Subspecies of lizard

The Grand Comoro Day Gecko (Phelsuma v-nigra comoraegrandensis Meier, 1986) is a small diurnal subspecies of geckos. It lives in the Comoros and typically inhabits trees and bushes. The Grand Comoro day gecko feeds on insects and nectar.

== Description ==
This lizard belongs to the smallest day geckos. It can reach a maximum length of approximately 10 cm. Their bodies are bright green, which may have a blue hue. There is a red v-shaped stripe on the snout and two red bars between the eyes. On the back there often are a large number of small red-brick coloured dots which may form a faint mid dorsal stripe. The flanks are grey. There is a v-shaped marking on the throat. The ventral side is yellowish white. This lizard also does not have eyelids like all day geckos.

== Distribution ==
This species only inhabits the island Grand Comoro in the Comoros.

== Habitat ==
The Grand Comoro day gecko inhabits moist forests, palm trees and human dwellings.

== Diet ==
These day geckos feed on various insects and other invertebrates. They also like to lick soft, sweet fruit, pollen, and nectar.

== Reproduction ==
At a temperature of 28°C, the young will hatch after approximately 45 days. The juveniles measure 35 mm.

== Care and maintenance in captivity ==
These animals should be housed in pairs and need a medium-sized, well planted terrarium. The daytime temperature should be between 28 and 30 °C and 24 and 26 °C at night. The humidity should be around 75-90%. In captivity, these animals can be fed with crickets, wax moth larvae, fruit flies, mealworms, and houseflies.

• _Required action 1_
From the passage on the Grand Comoro day gecko, reproduce word for word the stretch starting at "The Grand Comoro Day Gecko (Phelsuma" and ending at "in the Comoros.".
• _Required action 2_
Name every food the passage on the Grand Comoro day gecko lists for feeding these animals in captivity.

• _Information shown_
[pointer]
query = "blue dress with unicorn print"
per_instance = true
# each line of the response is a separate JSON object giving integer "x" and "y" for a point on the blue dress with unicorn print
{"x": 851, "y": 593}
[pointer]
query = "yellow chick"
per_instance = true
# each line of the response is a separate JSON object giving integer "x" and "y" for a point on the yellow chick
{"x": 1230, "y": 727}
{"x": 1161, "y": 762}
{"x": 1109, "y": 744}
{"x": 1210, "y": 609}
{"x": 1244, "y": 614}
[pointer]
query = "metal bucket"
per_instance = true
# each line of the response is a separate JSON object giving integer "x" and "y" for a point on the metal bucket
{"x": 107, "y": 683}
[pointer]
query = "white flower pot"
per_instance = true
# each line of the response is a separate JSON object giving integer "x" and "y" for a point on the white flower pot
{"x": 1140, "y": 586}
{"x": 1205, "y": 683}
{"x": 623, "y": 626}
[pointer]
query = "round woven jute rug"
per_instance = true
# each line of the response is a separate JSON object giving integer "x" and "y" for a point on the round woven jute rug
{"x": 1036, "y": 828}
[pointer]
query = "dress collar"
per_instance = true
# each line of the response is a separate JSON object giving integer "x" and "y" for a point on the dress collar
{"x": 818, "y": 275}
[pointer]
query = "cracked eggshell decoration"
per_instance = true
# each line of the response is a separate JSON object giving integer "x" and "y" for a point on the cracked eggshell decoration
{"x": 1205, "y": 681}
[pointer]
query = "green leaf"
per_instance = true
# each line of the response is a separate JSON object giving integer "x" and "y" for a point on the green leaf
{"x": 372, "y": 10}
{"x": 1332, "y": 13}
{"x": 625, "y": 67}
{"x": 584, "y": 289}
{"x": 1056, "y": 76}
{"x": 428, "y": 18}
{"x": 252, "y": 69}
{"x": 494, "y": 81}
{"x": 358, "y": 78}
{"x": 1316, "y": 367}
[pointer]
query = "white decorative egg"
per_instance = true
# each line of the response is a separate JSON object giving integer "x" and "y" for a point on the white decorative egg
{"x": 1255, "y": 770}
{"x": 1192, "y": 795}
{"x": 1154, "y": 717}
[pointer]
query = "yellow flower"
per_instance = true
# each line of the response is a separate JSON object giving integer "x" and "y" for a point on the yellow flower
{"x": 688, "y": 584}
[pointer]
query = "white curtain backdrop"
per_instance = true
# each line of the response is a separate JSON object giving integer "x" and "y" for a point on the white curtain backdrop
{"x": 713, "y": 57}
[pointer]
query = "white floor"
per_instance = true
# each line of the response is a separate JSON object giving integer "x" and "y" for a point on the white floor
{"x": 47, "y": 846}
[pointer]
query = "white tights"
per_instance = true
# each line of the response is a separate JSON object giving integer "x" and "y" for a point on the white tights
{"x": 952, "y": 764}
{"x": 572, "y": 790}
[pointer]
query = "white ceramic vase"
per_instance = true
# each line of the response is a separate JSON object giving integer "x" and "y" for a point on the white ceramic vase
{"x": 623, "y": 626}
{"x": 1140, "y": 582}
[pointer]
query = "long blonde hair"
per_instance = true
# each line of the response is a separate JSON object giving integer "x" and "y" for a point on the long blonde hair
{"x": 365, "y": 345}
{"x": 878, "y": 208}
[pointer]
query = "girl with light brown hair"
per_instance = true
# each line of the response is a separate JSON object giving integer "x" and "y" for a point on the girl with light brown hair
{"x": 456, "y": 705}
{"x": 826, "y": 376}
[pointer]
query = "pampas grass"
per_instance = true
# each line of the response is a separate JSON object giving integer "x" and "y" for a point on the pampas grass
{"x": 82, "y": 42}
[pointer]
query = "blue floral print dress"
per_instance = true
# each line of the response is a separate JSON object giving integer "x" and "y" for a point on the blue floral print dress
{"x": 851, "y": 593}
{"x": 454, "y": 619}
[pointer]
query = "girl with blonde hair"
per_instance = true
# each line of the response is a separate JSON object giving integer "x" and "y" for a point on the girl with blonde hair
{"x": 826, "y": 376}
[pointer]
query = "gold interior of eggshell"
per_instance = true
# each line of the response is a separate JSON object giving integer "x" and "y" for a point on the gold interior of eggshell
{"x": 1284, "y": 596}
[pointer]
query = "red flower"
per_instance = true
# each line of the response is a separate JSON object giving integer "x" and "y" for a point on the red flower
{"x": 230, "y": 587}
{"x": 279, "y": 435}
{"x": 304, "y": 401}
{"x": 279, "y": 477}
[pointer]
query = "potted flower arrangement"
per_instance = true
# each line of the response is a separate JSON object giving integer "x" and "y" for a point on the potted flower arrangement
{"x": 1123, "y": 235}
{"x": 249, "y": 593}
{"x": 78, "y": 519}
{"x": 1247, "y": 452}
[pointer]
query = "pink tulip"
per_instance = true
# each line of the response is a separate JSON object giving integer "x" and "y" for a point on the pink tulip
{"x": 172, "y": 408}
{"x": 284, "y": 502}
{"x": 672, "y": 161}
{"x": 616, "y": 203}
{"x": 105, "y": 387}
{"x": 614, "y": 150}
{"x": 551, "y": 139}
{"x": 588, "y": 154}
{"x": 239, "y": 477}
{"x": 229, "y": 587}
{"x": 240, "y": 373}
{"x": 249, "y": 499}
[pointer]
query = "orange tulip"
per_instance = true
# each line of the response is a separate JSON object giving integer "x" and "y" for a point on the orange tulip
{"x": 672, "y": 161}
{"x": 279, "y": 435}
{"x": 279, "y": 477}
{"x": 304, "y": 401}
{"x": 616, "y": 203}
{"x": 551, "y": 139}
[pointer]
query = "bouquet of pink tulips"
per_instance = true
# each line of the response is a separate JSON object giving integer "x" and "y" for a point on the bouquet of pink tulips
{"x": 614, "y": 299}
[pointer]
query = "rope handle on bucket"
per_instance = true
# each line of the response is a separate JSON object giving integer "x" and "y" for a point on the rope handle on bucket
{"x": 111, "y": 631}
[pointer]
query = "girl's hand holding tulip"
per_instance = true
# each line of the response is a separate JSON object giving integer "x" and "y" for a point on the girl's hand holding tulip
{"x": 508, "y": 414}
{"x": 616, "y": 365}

• _Final answer 1_
The Grand Comoro Day Gecko (Phelsuma v-nigra comoraegrandensis Meier, 1986) is a small diurnal subspecies of geckos. It lives in the Comoros and typically inhabits trees and bushes. The Grand Comoro day gecko feeds on insects and nectar.

== Description ==
This lizard belongs to the smallest day geckos. It can reach a maximum length of approximately 10 cm. Their bodies are bright green, which may have a blue hue. There is a red v-shaped stripe on the snout and two red bars between the eyes. On the back there often are a large number of small red-brick coloured dots which may form a faint mid dorsal stripe. The flanks are grey. There is a v-shaped marking on the throat. The ventral side is yellowish white. This lizard also does not have eyelids like all day geckos.

== Distribution ==
This species only inhabits the island Grand Comoro in the Comoros.

• _Final answer 2_
Crickets, wax moth larvae, fruit flies, mealworms, and houseflies.